Text passage.
The US has issued new rules for catfish suppliers, under which both US and foreign catfish suppliers will have to meet the same US production standards in farming and processing, to be eligible to sell their products in the US market.

According to Thanh Nien, Vietnamese exporters of pangasius catfish (tra fish) are adopting different global quality standards such as B.A.P. and Global G.A.P. as references for their shipments to the US. Out of Vietnam’s total tra fish exports, roughly 20 percent are shipped to the US, earning annual revenue of about $300 million.

The increasingly high import volume of Vietnam’s catfish in recent years has made 20 percent of US catfish farming establishments suffer. 

As such, from September 1, 2017, Vietnam’s catfish will have to get the US Department of Agriculture’s certificate on homologous standards to enter the US. This is described as a strong blow dealt on Vietnam’s catfish industry on the threshold of the Trans Pacific Partnership Agreement (TPP).

Earlier this year, the US Department of Commerce (DOC) announced the final result of the POR 10 (the 10th period of review) over anti-dumping duties against Vietnam’s frozen filet catfish for the period from August 1, 2012 to July 31, 2013. 

Despite convincing proof shown by Vietnamese exporters, DOC still decided to impose a hefty anti-dumping duty of nearly $1 per kilo on catfish imports from Vietnam.

In mid-September, DOC released a preliminary decision on the anti-dumping duty after the POR 11 (the 11th period of review) applied for the period from August 1, 2013 to July 31, 2014. Vietnam’s Hung Vuong Corp and Tafishco, the two compulsory defendants, bear the anti-dumping duties of $0.36 and $0.6 per kilo, respectively.

The high tax rates, plus the strong appreciation of the US dollar, have prompted importers to cut the import volumes and try to force the import prices down. Meanwhile, the exchange rate fluctuations have eaten into Vietnamese businesses’ profits.

A report of the Vietnam Association of Seafood Exporters and Producers (VASEP) showed that Vietnam exported $1.16 billion in the first nine months of 2015, a 9.3 percent decrease compared with the last year’s same period. The export turnover in the third quarter alone was $74 million only, a sharp fall of 16.9 percent in comparison with the same period last year.

The increasingly high import volume of Vietnam’s catfish in recent years has made 20 percent of US catfish farming establishments suffer. The catfish imports from Vietnam, China and some other countries now account for 75 percent of total sales of the product in the US.

Problem details. Please decide whether each statement below agrees with the article on US catfish rules, answering yes or no and quoting the words of the article that settle it. 1. Roughly 20 percent of Vietnam's tra fish exports go to the US. 2. In the POR 11 preliminary decision, Tafishco bears a lower anti-dumping duty than Hung Vuong Corp. 3. Catfish imports from Vietnam, China and some other countries make up 75 percent of total catfish sales in the US.

Collected data.
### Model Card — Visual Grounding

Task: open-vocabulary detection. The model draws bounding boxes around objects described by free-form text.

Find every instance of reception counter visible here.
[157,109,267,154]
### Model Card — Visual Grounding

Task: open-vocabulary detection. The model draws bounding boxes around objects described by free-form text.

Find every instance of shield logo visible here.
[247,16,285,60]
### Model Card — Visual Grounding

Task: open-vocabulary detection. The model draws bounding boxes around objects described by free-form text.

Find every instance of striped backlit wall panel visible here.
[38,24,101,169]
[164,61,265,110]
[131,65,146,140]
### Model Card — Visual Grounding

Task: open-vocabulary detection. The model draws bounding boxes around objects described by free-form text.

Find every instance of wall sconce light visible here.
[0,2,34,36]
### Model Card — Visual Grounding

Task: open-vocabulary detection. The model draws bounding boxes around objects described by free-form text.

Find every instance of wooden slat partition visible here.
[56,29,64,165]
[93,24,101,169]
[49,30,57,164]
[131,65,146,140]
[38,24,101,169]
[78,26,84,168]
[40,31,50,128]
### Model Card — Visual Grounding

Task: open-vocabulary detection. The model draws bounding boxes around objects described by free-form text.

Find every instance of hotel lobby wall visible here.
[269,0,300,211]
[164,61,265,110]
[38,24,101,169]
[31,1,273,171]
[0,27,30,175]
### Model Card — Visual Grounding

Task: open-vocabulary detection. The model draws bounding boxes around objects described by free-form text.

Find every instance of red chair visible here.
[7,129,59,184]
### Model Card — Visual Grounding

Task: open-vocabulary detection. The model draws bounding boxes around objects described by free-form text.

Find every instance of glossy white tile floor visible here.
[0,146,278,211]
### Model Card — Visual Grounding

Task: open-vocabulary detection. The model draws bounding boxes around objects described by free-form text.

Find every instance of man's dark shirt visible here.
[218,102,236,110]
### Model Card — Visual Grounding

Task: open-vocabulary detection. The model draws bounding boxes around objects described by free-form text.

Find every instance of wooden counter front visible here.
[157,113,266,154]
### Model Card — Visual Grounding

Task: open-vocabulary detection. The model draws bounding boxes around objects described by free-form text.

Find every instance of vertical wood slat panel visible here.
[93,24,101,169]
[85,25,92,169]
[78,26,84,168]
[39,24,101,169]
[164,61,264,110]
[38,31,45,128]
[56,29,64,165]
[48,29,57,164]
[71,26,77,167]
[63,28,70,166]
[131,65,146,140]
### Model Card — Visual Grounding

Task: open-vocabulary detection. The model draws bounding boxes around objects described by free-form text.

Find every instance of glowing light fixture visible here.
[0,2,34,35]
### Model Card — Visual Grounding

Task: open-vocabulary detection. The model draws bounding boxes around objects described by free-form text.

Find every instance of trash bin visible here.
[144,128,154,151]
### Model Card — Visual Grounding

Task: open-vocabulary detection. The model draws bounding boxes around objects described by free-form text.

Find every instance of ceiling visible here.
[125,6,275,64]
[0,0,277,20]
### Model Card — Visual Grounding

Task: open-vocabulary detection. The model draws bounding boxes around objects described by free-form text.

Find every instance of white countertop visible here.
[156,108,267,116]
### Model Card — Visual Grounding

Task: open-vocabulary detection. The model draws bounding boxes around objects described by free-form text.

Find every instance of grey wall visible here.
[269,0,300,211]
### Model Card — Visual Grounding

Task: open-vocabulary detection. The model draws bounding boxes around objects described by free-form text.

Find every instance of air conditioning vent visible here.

Output of the task.
1. Yes: "Out of Vietnam’s total tra fish exports, roughly 20 percent are shipped to the US"
2. No: "Vietnam’s Hung Vuong Corp and Tafishco, the two compulsory defendants, bear the anti-dumping duties of $0.36 and $0.6 per kilo, respectively."
3. Yes: "The catfish imports from Vietnam, China and some other countries now account for 75 percent of total sales of the product in the US."